Una prueba de democratización

Hay que inventar nuevos modelos, más allá del Estado-nación y del consenso de las élites, para que la construcción nacional y el respeto de las minorías progresen conjuntamente.

Elizabeth Picard

La sociología política del Oriente Medio contemporáneo ha enfrentado durante mucho tiempo a las minorías y el Estado. Consideraba que las primeras eran unas categorías premodernas derivadas del régimen imperial; unas categorías memoriales, originadas en la historia antigua, que fomentaban unas prácticas discriminatorias y autoritarias. A la inversa, el Estado –especialmente el Estado-nación promovido por los principios de Woodrow Wilson– se consideraba el marco legítimo del gobierno de ciudadanos iguales y del desarrollo armonioso de las distintas regiones del territorio nacional.

○ ○ ○ ○

PROBLEMA BREVE 1:
Responda a estas preguntas sobre el texto acerca de las minorías y el Estado:
(a) Según el párrafo introductorio, ¿qué dos cosas deben progresar conjuntamente?
(b) ¿Con los principios de quién se asocia la promoción del Estado-nación?
(c) ¿De qué régimen se consideraban derivadas las minorías?
PROBLEMA BREVE 2: Indique cuántas líneas de los registros contienen la cadena "help", distinguiendo entre mayúsculas y minúsculas. Responda únicamente con el número.

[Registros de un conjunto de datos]
○ ○ ○ ○

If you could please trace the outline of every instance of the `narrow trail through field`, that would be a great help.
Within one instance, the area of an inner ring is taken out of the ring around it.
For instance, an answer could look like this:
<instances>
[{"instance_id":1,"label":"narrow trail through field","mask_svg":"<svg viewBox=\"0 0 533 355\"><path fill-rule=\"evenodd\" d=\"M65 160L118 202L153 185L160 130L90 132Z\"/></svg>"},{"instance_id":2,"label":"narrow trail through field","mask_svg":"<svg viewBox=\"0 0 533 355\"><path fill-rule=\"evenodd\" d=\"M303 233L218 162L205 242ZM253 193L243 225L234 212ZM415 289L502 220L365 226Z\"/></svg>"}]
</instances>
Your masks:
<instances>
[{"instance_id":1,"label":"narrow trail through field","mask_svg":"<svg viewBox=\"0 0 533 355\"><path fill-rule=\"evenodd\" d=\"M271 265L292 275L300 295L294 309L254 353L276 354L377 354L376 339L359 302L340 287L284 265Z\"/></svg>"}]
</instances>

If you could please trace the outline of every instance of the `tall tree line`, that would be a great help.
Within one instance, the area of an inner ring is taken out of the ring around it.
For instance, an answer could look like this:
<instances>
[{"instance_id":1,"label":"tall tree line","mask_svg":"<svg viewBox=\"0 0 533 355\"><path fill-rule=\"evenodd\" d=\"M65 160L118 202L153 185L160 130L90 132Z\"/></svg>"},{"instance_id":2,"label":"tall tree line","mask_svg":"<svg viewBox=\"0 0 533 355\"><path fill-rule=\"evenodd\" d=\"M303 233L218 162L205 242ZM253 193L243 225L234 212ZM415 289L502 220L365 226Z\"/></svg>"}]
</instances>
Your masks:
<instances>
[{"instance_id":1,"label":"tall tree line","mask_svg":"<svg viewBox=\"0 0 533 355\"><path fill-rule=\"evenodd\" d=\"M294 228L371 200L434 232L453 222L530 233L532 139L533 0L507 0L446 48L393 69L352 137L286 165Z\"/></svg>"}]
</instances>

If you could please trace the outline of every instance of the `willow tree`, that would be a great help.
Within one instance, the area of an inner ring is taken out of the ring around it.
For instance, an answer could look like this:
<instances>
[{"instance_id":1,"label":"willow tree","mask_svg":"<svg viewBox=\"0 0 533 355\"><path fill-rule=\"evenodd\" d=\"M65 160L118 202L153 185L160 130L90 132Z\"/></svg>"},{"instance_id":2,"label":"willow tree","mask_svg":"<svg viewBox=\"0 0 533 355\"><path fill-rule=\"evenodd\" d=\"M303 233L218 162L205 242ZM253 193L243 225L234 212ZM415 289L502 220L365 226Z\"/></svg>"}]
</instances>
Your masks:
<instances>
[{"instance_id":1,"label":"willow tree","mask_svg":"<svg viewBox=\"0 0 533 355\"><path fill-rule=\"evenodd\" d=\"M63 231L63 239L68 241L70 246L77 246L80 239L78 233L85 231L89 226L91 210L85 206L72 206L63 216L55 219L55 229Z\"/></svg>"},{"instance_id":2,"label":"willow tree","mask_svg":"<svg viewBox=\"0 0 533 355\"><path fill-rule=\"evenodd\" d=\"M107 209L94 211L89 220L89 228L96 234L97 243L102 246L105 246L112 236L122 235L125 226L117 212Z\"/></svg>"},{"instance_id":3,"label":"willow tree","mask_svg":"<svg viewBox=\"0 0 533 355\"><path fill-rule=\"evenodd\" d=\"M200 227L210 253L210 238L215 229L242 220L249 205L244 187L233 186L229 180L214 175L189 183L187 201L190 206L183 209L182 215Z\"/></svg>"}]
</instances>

○ ○ ○ ○

RESULTADO ESPERADO 1:
(a) La construcción nacional y el respeto de las minorías.
(b) Con los principios de Woodrow Wilson.
(c) Del régimen imperial.

RESULTADO ESPERADO 2: 3